(Region outline rows)
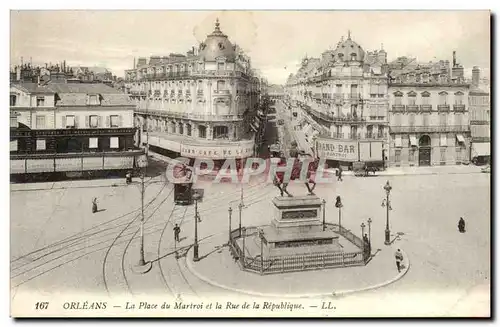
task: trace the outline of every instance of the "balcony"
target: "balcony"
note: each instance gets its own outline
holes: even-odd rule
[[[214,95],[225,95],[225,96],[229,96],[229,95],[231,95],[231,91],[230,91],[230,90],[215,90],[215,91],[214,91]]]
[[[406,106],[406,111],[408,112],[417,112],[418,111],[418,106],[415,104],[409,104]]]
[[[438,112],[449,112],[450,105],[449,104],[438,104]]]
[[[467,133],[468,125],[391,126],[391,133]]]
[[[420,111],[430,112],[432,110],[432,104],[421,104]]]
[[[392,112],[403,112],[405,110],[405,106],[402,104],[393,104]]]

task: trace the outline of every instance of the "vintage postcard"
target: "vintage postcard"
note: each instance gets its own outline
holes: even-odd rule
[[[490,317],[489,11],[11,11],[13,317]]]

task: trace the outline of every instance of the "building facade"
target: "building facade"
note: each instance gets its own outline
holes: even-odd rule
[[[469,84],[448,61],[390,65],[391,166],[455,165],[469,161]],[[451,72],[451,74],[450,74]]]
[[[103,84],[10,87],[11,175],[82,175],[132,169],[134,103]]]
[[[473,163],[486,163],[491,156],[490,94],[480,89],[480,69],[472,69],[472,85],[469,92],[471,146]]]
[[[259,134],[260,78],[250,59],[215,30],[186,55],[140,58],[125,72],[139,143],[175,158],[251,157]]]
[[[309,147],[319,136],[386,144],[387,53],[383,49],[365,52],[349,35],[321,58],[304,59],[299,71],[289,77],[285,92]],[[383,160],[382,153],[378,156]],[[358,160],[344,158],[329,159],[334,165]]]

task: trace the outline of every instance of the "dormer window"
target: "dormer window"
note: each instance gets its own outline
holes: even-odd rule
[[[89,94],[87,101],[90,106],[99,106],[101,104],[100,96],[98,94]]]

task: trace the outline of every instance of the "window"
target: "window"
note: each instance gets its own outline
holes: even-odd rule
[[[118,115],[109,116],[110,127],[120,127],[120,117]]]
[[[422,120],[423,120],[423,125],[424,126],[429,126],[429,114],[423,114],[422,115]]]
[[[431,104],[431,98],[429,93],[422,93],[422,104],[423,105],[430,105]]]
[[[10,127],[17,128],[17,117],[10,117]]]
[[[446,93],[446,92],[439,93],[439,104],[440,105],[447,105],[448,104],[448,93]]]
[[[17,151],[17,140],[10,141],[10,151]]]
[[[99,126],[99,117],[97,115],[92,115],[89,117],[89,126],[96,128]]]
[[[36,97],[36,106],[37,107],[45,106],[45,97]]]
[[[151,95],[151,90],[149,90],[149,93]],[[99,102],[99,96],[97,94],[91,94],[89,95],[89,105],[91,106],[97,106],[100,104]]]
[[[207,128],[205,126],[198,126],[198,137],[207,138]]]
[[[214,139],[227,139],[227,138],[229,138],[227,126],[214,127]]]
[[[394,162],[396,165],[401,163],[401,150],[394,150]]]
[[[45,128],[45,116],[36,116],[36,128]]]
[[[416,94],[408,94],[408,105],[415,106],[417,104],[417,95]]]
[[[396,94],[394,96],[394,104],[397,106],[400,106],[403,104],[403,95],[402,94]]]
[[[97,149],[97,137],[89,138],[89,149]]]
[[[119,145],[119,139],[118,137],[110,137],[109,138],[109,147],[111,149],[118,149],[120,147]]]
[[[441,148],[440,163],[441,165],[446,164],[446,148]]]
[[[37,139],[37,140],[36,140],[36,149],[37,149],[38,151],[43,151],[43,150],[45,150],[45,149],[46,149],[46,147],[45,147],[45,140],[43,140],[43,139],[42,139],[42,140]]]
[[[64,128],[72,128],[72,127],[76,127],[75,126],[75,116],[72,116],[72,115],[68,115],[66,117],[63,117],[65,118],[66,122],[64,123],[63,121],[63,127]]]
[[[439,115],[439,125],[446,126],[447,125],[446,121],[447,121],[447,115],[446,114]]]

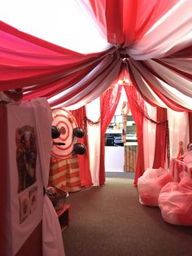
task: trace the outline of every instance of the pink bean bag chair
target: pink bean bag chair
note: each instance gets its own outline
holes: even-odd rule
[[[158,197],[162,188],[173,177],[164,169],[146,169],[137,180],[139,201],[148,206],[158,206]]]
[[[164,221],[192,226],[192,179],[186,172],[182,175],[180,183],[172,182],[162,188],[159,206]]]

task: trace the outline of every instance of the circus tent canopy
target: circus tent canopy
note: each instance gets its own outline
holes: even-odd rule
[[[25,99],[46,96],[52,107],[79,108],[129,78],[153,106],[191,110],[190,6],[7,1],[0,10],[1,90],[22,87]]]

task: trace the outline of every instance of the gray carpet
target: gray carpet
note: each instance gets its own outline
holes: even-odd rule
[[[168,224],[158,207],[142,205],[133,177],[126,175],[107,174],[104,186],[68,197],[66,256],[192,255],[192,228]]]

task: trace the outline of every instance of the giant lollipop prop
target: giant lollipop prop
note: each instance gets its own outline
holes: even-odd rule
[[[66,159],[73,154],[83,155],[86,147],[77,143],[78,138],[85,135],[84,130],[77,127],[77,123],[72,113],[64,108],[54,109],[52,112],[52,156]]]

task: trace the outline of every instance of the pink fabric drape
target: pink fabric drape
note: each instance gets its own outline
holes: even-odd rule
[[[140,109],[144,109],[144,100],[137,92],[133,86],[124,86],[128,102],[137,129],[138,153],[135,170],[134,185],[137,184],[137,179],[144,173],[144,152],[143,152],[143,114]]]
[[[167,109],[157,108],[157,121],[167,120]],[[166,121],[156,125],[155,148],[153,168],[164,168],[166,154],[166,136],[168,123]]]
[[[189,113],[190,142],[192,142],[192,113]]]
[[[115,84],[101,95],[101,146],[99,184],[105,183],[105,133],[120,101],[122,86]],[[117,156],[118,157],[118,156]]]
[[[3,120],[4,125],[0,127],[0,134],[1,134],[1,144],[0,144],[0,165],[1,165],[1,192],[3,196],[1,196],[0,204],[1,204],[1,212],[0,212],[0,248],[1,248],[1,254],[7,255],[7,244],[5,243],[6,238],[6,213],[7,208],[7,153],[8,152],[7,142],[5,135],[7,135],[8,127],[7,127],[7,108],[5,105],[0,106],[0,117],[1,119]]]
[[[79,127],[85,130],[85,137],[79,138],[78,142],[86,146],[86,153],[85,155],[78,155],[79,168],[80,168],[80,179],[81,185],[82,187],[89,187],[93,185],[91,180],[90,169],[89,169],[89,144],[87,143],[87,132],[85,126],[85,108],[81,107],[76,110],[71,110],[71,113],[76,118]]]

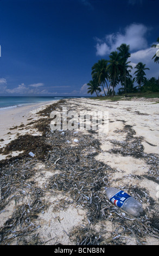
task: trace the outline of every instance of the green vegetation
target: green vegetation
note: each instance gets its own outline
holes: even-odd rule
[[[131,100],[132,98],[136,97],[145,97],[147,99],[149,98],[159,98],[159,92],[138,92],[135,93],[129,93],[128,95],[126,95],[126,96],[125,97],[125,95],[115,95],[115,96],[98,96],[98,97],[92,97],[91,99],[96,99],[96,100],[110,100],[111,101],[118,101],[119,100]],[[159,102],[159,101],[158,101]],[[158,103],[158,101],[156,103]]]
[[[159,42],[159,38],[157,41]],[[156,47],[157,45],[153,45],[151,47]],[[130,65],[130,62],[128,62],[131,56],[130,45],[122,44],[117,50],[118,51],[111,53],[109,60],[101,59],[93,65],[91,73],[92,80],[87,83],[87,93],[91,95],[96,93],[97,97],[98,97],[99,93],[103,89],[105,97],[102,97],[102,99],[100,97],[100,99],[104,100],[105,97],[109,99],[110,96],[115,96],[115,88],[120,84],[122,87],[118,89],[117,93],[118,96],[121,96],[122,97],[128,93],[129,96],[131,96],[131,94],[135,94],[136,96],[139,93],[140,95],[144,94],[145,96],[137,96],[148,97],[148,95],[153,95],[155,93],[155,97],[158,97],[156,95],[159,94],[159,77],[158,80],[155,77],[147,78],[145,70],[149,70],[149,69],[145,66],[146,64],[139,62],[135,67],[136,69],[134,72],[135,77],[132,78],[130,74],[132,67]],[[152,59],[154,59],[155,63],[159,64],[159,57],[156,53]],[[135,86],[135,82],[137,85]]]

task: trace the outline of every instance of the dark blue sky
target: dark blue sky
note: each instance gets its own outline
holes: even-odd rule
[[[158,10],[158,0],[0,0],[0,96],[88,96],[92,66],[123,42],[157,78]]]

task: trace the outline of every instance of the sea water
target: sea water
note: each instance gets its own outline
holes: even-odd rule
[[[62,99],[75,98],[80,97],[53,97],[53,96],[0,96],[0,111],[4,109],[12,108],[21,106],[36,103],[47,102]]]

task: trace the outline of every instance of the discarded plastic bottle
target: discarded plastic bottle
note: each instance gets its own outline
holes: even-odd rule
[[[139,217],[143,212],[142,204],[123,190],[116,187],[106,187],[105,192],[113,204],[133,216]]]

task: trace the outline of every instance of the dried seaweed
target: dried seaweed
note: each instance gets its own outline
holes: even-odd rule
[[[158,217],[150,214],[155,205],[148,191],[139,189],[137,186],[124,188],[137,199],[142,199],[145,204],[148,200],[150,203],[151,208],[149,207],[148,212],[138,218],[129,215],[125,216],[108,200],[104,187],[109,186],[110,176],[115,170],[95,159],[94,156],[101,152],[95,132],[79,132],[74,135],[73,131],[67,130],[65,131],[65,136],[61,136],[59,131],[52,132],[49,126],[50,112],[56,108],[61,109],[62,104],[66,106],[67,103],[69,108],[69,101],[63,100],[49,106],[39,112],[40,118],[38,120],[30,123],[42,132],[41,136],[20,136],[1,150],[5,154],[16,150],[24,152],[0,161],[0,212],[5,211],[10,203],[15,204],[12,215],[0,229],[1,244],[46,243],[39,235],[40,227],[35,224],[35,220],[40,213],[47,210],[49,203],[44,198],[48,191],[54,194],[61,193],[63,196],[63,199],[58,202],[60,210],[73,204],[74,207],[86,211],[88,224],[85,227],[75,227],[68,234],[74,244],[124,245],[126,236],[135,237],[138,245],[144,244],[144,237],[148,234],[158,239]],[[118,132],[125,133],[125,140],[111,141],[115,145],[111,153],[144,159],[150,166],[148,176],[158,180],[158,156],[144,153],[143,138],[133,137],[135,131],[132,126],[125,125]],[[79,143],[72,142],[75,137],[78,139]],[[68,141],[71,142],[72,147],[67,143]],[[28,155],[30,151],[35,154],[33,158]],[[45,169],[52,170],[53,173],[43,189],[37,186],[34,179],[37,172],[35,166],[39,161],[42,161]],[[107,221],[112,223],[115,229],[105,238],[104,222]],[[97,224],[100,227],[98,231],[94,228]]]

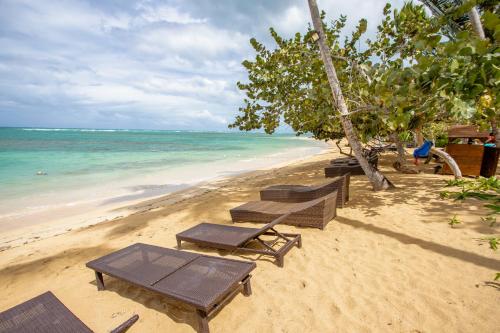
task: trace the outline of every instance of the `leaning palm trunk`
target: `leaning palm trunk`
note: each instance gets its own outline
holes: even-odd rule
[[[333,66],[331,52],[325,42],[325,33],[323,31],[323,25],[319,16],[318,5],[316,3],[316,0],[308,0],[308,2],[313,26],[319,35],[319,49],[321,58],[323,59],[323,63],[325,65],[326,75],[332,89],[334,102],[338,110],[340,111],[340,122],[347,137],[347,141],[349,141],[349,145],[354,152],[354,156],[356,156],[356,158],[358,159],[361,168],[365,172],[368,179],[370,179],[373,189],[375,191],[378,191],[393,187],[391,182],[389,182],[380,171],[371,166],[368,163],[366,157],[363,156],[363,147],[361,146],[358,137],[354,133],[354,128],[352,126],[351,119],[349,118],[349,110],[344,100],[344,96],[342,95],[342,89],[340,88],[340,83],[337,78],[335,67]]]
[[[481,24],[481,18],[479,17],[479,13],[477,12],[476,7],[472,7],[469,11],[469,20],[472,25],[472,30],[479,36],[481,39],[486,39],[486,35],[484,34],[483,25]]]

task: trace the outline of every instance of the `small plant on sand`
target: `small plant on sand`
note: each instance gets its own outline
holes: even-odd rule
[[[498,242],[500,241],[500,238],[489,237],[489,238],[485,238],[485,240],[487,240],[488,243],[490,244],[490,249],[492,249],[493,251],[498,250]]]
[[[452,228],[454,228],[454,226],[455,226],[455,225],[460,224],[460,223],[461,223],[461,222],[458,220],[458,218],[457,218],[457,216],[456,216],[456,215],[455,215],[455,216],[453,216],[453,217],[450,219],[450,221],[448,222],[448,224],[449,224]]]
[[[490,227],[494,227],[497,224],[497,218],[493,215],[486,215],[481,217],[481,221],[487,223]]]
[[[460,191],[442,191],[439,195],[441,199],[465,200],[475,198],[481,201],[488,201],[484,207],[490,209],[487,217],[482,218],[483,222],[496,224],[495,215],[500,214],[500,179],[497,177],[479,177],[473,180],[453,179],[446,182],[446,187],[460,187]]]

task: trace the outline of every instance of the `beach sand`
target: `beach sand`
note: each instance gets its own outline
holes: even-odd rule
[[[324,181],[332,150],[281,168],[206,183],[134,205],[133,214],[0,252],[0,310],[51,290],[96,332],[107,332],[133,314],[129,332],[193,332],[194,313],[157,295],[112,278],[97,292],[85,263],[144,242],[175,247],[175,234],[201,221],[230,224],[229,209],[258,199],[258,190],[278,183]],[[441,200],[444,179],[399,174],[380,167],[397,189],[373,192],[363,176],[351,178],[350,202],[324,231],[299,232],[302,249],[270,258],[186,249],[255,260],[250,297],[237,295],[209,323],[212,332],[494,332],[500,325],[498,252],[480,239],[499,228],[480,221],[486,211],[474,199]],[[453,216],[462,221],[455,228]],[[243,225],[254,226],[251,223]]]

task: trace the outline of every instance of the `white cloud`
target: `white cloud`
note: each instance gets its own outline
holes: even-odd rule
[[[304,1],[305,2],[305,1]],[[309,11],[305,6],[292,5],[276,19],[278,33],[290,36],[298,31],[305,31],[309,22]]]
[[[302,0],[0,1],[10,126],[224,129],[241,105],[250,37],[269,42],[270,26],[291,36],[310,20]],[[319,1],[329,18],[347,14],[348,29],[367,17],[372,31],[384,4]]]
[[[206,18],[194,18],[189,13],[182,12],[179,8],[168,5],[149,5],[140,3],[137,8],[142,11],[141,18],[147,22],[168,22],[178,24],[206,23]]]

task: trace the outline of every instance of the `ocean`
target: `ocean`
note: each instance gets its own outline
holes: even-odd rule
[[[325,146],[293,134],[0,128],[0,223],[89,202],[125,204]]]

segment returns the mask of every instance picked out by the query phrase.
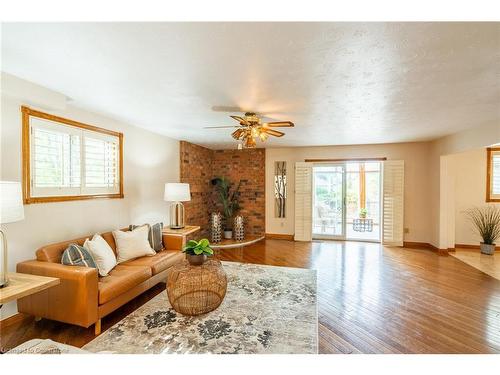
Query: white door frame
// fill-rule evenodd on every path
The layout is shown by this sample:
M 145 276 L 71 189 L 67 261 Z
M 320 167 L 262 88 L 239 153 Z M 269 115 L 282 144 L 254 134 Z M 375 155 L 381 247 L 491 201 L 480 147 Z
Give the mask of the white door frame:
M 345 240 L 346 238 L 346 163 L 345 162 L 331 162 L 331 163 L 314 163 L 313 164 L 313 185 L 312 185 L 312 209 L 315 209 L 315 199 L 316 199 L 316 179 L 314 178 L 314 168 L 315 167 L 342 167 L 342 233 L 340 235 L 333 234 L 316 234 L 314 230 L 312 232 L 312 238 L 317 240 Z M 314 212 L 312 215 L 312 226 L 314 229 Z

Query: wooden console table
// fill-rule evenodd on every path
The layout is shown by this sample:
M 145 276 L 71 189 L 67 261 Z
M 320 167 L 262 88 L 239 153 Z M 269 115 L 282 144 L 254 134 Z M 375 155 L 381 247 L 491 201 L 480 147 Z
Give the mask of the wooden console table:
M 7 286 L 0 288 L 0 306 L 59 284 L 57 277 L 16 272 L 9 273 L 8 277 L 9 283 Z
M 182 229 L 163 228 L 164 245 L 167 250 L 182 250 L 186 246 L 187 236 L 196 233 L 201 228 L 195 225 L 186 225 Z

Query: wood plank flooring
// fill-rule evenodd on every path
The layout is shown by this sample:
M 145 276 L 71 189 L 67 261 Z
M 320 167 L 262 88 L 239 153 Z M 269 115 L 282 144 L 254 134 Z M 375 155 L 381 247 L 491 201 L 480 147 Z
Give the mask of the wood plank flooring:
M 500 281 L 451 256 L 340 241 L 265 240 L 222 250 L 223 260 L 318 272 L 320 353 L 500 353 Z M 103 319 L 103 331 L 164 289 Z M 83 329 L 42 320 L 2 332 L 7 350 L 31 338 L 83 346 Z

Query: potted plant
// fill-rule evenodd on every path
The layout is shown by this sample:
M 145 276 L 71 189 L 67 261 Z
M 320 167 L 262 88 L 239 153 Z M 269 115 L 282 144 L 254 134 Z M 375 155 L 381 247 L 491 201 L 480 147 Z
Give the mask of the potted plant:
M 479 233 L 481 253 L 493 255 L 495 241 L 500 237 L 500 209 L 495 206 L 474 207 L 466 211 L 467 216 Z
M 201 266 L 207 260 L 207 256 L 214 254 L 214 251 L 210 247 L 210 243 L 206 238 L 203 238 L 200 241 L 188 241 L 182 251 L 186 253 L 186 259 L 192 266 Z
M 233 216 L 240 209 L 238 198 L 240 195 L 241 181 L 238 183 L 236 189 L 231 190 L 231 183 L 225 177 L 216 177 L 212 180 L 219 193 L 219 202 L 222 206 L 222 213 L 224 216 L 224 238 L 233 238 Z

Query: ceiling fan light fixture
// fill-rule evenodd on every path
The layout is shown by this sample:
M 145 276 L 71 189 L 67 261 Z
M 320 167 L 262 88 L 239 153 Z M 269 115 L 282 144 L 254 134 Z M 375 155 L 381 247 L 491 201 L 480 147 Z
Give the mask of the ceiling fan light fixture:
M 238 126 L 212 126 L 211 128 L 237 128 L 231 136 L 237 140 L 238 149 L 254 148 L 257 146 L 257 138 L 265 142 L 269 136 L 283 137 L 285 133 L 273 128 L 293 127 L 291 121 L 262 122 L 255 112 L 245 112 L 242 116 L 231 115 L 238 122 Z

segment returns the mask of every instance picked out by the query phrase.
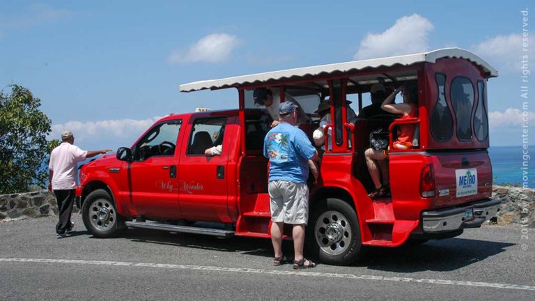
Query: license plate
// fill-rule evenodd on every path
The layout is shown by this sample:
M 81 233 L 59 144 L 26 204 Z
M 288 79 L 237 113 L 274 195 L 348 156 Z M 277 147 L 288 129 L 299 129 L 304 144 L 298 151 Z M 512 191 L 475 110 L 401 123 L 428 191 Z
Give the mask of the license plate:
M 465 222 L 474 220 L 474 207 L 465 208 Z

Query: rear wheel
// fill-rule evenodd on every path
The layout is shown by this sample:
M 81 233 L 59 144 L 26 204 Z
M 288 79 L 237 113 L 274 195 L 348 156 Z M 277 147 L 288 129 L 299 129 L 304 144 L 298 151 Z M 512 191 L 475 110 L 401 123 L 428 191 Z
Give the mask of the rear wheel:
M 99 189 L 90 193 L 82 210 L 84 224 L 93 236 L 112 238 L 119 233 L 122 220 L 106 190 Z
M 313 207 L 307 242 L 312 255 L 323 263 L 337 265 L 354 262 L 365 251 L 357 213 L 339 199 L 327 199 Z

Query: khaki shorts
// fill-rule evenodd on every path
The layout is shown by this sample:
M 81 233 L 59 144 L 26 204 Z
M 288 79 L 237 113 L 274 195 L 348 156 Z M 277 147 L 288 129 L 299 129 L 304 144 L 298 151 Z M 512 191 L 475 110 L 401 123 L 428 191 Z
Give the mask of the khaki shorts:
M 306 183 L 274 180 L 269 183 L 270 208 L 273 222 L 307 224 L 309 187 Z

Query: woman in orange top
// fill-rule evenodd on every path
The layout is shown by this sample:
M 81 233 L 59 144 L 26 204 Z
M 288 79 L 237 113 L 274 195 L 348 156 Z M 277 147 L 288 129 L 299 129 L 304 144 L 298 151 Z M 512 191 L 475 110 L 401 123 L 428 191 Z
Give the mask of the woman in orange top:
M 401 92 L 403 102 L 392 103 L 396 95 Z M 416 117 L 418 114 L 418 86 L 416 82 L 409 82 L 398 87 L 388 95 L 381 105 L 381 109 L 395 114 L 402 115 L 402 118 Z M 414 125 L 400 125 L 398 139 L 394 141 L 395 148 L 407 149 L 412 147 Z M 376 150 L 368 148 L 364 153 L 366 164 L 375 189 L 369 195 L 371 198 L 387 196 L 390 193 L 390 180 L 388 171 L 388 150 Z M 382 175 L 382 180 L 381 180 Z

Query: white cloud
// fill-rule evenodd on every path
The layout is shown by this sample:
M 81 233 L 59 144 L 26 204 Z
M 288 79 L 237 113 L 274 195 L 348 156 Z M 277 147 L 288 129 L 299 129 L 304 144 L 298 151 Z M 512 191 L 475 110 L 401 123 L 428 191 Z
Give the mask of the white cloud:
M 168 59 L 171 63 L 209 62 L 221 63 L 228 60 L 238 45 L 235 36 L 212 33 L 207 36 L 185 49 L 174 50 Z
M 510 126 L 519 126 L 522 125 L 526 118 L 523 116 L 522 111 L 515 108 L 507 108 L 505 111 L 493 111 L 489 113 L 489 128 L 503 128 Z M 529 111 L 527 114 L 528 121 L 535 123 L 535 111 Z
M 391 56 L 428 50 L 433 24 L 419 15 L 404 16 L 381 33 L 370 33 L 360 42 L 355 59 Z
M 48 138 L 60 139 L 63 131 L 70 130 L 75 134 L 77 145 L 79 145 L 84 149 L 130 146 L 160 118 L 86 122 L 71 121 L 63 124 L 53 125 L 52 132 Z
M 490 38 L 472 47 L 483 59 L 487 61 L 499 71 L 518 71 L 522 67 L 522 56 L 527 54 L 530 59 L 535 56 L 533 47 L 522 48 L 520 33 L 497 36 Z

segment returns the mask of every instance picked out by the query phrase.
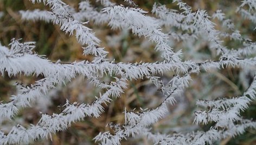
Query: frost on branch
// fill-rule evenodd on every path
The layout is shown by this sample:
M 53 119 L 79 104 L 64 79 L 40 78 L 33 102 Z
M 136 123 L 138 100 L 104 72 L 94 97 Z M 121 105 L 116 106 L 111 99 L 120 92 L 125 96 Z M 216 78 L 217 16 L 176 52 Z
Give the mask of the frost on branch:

EXERCISE DETAILS -
Copy out the rows from the line with "Query: potted plant" up to and including the line with "M 233 216 L", character for character.

TASK ANSWER -
Query: potted plant
// fill-rule evenodd on every path
The layout is shown by this sample:
M 145 276 L 71 189 L 67 261 Z
M 320 167 L 262 88 L 239 153 Z M 269 115 L 282 144 L 254 134 Z M 375 155 L 381 247 L 491 201 L 480 147 Z
Give the mask of the potted plant:
M 479 233 L 481 253 L 493 255 L 495 241 L 500 237 L 500 209 L 495 206 L 474 207 L 466 211 L 467 216 Z
M 201 266 L 207 260 L 207 256 L 214 254 L 214 251 L 210 247 L 210 243 L 206 238 L 203 238 L 200 241 L 188 241 L 182 251 L 186 253 L 186 259 L 192 266 Z
M 233 216 L 240 209 L 238 198 L 240 195 L 241 181 L 238 183 L 236 189 L 231 190 L 231 183 L 225 177 L 216 177 L 212 180 L 219 193 L 219 202 L 222 206 L 222 213 L 224 216 L 224 238 L 233 238 Z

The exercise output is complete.